Format the items, from their first line through the line containing "positive clicks: (578, 242)", as a numbered list, omitting any blank lines.

####

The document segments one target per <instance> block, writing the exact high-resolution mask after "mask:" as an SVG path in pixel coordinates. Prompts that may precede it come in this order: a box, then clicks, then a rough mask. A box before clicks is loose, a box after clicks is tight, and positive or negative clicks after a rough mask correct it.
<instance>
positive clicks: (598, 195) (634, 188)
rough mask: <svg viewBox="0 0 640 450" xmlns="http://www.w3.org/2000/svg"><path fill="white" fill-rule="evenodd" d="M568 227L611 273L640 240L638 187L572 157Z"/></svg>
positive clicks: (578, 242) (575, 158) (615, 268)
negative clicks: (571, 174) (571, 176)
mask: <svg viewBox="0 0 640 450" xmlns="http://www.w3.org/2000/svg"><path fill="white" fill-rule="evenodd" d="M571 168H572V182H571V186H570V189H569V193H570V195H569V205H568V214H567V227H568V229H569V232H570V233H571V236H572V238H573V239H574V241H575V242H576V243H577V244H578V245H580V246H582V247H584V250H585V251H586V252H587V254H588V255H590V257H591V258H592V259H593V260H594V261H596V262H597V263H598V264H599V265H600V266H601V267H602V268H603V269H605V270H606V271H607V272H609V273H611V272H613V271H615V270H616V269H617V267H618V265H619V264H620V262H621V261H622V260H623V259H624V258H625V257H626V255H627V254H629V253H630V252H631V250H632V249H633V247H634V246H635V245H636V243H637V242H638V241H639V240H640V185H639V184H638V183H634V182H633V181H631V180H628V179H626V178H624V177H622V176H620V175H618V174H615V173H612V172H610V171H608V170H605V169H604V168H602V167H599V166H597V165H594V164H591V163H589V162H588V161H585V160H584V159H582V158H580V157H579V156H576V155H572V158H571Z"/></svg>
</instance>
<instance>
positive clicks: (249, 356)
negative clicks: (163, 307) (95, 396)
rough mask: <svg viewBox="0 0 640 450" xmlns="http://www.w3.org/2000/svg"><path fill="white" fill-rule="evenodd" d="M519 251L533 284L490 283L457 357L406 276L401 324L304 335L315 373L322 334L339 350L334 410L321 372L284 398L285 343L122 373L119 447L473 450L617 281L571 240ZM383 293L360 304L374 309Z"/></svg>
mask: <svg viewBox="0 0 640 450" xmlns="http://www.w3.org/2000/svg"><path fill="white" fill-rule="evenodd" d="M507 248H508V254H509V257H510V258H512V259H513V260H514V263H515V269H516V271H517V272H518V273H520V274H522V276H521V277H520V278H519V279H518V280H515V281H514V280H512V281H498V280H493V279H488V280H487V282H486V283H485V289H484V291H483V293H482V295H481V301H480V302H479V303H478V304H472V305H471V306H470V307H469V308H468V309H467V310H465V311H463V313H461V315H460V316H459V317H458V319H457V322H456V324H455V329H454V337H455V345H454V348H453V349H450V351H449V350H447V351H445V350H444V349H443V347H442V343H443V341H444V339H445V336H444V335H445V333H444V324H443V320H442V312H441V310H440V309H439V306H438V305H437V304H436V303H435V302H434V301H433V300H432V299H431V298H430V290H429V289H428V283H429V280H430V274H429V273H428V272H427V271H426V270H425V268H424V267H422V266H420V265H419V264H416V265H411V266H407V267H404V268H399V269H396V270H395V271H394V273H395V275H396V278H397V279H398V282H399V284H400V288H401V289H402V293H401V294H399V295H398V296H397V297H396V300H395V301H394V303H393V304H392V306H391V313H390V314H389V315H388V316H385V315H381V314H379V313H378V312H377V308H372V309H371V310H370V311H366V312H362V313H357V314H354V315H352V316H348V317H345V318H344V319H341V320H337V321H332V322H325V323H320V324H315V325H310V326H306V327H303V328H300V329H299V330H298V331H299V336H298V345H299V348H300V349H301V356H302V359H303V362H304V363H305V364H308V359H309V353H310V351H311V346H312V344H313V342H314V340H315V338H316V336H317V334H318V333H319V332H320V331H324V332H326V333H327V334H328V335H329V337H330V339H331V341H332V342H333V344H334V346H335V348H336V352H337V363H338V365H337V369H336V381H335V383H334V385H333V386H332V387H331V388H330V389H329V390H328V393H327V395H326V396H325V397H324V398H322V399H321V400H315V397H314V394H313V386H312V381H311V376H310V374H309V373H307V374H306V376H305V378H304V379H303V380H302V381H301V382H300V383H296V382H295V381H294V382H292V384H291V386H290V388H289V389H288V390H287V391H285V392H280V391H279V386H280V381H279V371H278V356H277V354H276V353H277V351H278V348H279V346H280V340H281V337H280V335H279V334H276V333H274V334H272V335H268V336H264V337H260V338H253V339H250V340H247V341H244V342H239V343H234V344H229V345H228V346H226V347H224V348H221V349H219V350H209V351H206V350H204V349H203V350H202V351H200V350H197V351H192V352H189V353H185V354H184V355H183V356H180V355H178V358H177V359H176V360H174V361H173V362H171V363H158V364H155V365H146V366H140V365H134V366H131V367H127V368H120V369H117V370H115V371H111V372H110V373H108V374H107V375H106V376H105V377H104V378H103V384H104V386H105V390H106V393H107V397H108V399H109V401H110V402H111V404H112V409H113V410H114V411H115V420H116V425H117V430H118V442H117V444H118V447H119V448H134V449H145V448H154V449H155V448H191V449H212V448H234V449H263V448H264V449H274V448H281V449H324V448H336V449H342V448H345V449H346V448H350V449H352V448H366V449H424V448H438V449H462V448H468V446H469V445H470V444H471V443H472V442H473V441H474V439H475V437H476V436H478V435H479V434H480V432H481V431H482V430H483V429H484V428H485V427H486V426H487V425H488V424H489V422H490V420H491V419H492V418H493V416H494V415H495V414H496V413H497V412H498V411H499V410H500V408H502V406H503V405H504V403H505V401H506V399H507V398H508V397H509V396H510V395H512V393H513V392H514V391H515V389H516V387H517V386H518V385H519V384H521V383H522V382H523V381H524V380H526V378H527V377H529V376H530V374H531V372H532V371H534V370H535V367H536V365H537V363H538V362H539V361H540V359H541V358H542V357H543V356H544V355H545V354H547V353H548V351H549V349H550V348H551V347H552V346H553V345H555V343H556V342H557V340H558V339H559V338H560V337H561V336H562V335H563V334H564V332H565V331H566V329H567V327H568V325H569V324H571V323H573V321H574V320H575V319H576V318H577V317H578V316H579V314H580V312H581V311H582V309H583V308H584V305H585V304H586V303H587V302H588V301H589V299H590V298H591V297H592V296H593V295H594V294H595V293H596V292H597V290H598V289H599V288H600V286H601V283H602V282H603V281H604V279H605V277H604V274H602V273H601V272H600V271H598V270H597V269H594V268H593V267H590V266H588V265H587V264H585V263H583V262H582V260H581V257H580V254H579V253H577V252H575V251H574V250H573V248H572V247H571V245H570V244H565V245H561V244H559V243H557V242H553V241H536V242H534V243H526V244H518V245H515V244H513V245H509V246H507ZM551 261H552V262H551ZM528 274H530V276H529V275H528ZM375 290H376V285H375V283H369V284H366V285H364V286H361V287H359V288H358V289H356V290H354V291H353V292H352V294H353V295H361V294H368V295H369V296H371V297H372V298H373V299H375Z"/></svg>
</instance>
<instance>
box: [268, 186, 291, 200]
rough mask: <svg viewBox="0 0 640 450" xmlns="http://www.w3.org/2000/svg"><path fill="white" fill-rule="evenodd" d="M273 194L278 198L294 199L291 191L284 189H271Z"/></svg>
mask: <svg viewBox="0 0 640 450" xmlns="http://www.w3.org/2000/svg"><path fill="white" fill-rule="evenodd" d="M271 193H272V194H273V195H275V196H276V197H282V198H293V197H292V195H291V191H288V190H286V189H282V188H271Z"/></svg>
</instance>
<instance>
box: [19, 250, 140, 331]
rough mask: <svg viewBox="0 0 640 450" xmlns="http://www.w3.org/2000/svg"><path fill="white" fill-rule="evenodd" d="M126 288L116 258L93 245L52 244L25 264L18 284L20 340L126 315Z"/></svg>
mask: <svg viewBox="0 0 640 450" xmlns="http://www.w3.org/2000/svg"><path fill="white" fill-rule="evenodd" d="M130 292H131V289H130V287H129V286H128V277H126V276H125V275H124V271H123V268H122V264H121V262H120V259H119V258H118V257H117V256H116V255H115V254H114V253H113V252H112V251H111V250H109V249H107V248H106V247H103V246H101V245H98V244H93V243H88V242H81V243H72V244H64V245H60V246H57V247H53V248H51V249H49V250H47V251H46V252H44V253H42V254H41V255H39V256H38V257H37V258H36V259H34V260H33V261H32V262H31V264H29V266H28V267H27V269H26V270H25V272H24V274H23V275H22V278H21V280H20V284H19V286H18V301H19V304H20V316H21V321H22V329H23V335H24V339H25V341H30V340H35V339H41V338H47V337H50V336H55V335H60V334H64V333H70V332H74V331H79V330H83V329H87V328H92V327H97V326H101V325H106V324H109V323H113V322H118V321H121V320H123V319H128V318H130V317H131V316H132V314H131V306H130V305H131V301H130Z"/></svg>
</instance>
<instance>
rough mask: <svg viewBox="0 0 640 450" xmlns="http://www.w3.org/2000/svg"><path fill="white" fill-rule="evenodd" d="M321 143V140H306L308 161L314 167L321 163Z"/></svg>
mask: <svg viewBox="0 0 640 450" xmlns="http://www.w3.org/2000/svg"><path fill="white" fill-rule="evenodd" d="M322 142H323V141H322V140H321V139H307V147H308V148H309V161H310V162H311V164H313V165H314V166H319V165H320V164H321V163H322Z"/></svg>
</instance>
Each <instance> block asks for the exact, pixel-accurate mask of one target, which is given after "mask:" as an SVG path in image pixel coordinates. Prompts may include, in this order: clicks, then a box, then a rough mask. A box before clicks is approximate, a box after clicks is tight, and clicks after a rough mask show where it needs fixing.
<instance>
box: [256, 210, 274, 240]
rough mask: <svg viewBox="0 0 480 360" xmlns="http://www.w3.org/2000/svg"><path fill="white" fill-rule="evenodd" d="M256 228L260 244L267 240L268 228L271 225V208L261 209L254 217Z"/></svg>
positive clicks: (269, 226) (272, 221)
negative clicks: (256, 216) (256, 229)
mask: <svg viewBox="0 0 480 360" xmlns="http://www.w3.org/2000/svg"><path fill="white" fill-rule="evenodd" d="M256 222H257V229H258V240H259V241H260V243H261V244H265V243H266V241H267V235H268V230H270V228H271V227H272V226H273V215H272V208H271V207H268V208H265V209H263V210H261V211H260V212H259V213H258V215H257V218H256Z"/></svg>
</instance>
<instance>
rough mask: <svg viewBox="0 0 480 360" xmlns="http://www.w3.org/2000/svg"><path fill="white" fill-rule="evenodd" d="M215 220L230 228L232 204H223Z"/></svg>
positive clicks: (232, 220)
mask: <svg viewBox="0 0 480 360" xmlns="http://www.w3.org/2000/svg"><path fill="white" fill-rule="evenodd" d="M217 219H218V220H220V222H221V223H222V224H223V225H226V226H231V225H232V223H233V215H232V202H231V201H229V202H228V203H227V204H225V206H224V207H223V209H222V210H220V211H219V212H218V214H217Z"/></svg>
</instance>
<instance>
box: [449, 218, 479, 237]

####

Solved problem:
1. The document segments one target per <instance> block, writing the exact high-resolution mask after "mask:" as an SVG path in pixel coordinates. Prompts that may precede it come in this order: a box, then clicks, then a rough mask. A box before clicks is loose, a box after clicks is tight, and positive or negative clicks after a rough mask correct it.
2. <instance>
3. positive clicks: (598, 195) (634, 188)
4. rough mask: <svg viewBox="0 0 640 450" xmlns="http://www.w3.org/2000/svg"><path fill="white" fill-rule="evenodd" d="M568 227L611 273L640 240L638 187L572 157Z"/></svg>
5. positive clicks: (578, 242) (575, 158) (615, 268)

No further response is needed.